Text
▶

Pets On The Plane

Woman and her labradoodle dog driving with the car

Let me start off by saying, I am a pet owner. I love my dog, Bailey. My dog loves car trips. My dog has stayed in a hotel. My dog has pranced across the prairies. My dog has frolicked in the ocean. My dog has never been on a plane…and maybe you shouldn’t bring yours either.

Lets be clear, there are exceptions. Lots of them, actually.  Moving across the country and a five day car trip would stress Felix out. Sure. Service dog for the blind. Without a doubt. Do a search for pet travel on TripAdvisor and there are literally thousands of people weighing in on the issue of plane travel for pets.

Here are a few considerations to help you decide if your pet should travel by plane.

Is It Safe For My Pet To Fly?

Generally dogs or cats that are considered to be snub or pug nosed will not be allowed to travel, due to potential breathing difficulties. Delta airlines lists 25 different dog types that are not allowed, including English bull dogs, pugs and Shih Tzus. Sorry Bailey, you aren’t even allowed to fly. Himalayan and Persian cats are out too.

Is It Safe For My Fellow Passengers?

Technically, if an animal is secured in a properly sized and inspected kennel, the answer is yes. But what about allergies?  An estimated ten percent of the population is allergic to household pets, with cat allergies being the most common. Most airlines will attempt to move allergic passengers, but on a crowded busy flight there is no guarantee. If you are the one that is allergic, call the airline ahead of time. Some airlines will provide a buffer zone that guarantees that pets will not be within a certain distance of you.

◀

Information shown
▶

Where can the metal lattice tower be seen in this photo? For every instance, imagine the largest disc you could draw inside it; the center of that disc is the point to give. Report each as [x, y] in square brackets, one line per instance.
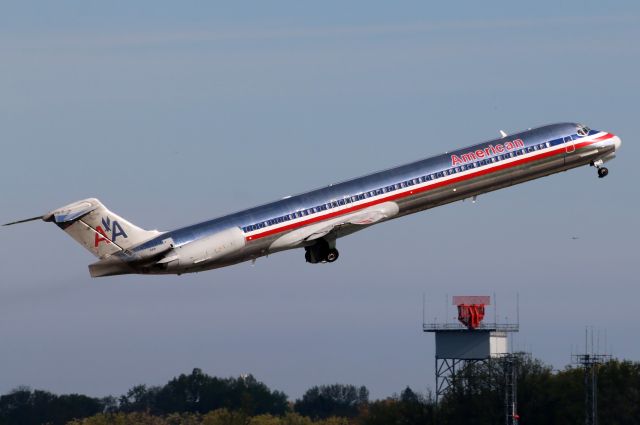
[510, 364]
[467, 342]
[590, 363]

◀

Challenges
1. In the pet travel post, restate the passage starting at "Generally dogs or" and ending at "are out too.", renaming "Himalayan" as "Siamese".
2. Answer these questions from the pet travel post:
(a) What is the name of the author's dog?
(b) How many dog types does Delta airlines list as not allowed?
(c) What share of the population is estimated to be allergic to household pets?
3. List every breed or type of dog and cat that the pet travel post names as not allowed to fly.

Solved problems
1.
Generally dogs or cats that are considered to be snub or pug nosed will not be allowed to travel, due to potential breathing difficulties. Delta airlines lists 25 different dog types that are not allowed, including English bull dogs, pugs and Shih Tzus. Sorry Bailey, you aren’t even allowed to fly. Siamese and Persian cats are out too.

2.
(a) Bailey
(b) 25
(c) An estimated ten percent

3.
English bull dogs
Pugs
Shih Tzus
Himalayan cats
Persian cats